-- Begin PASSAGE --
In the absence of a clear Israeli rejection, some Reagan Administration officials are suggesting that Secretary of State George P. Shultz might see value in resuming his Middle East peacemaking efforts later this year. Never-say-die is a laudable attitude to bring to the conduct of diplomacy. So is realism. Right now the reality of Middle East politics pretty clearly indicates that the Shultz plan is dead.
The intrinsic political merit of the American peace plan--giving all parties less than they demand and requiring all to give up more than they want--has also been its undoing. Thus the Palestine Liberation Organization rejects the U.S. approach for the usual reasons that it contains no provision for the creation of a Palestinian state, nor does it recognize the PLO as the only negotiating entity for the Palestinian people. Thus Syria, consistent in its rejectionism, denounces the plan as a trap and a delusion. Jordan says that it sees “positive elements” in the plan, but with one nervous eye on Syria and the other on the PLO it has been careful to commit itself to nothing. Israel, on its part, remains paralyzed by indecision. Half the government, led by Foreign Minster Shimon Peres, favors the U.S. plan. The other half, Shamir’s half, rejects it.
Unless Israel’s politicians agree to hold early elections, Shamir will stay on as prime minister until November. After elections, early or on schedule, he may well continue in that office into the 1990s. Shamir comes from a political tradition that on historic and legal grounds believes in Israel’s right to sovereignty over all of Palestine. It is not just unlikely but virtually inconceivable that he and those who think like him would ever agree to giving up any West Bank territory in a peace settlement.
-- End PASSAGE --
_INSTRUCTIONS_.
1. From the editorial on the Shultz plan, extract the passage that begins at the words "In the absence" and stops after the words "plan is dead.".
2. According to the editorial on the Shultz plan, who leads the half of the Israeli government that favors the U.S. plan?
3. Name every party whose response to the American peace plan is described in the editorial on the Shultz plan.
-- Begin MATERIAL PROVIDED --
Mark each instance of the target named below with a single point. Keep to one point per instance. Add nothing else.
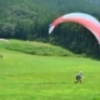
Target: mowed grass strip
(28, 77)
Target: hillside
(30, 19)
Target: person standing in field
(79, 77)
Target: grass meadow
(31, 77)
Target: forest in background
(30, 20)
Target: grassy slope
(36, 48)
(27, 77)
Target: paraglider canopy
(86, 20)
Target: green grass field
(31, 77)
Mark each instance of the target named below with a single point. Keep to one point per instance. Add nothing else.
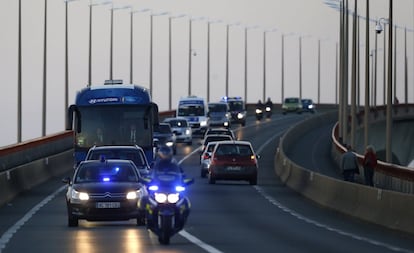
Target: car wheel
(72, 221)
(211, 179)
(253, 181)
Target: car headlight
(188, 131)
(79, 195)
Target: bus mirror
(69, 122)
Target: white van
(195, 110)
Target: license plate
(234, 168)
(108, 205)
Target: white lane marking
(8, 235)
(188, 236)
(318, 224)
(331, 229)
(199, 243)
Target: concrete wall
(383, 207)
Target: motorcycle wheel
(165, 234)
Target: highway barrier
(387, 208)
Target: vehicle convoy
(181, 129)
(194, 109)
(112, 114)
(219, 114)
(237, 109)
(104, 190)
(134, 153)
(233, 160)
(259, 110)
(292, 104)
(167, 207)
(164, 135)
(269, 108)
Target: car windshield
(232, 149)
(178, 123)
(124, 154)
(163, 128)
(291, 100)
(236, 105)
(106, 172)
(217, 108)
(217, 138)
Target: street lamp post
(170, 59)
(264, 62)
(151, 48)
(44, 72)
(90, 38)
(227, 56)
(66, 60)
(131, 59)
(111, 54)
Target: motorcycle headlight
(160, 197)
(79, 195)
(173, 198)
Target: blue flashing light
(180, 188)
(153, 188)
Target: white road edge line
(8, 235)
(318, 224)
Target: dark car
(205, 158)
(233, 160)
(105, 190)
(165, 136)
(221, 131)
(292, 104)
(237, 109)
(181, 129)
(219, 114)
(134, 153)
(214, 137)
(308, 105)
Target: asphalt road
(226, 217)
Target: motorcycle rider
(259, 109)
(269, 104)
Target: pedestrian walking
(349, 165)
(369, 164)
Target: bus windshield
(191, 110)
(115, 125)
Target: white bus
(195, 110)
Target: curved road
(226, 217)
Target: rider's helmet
(165, 153)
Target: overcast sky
(312, 20)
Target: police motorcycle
-- End MATERIAL PROVIDED --
_ANSWERS TO THE EXERCISE_.
1.
In the absence of a clear Israeli rejection, some Reagan Administration officials are suggesting that Secretary of State George P. Shultz might see value in resuming his Middle East peacemaking efforts later this year. Never-say-die is a laudable attitude to bring to the conduct of diplomacy. So is realism. Right now the reality of Middle East politics pretty clearly indicates that the Shultz plan is dead.

2. Shimon Peres

3. The Palestine Liberation Organization, Syria, Jordan, Israel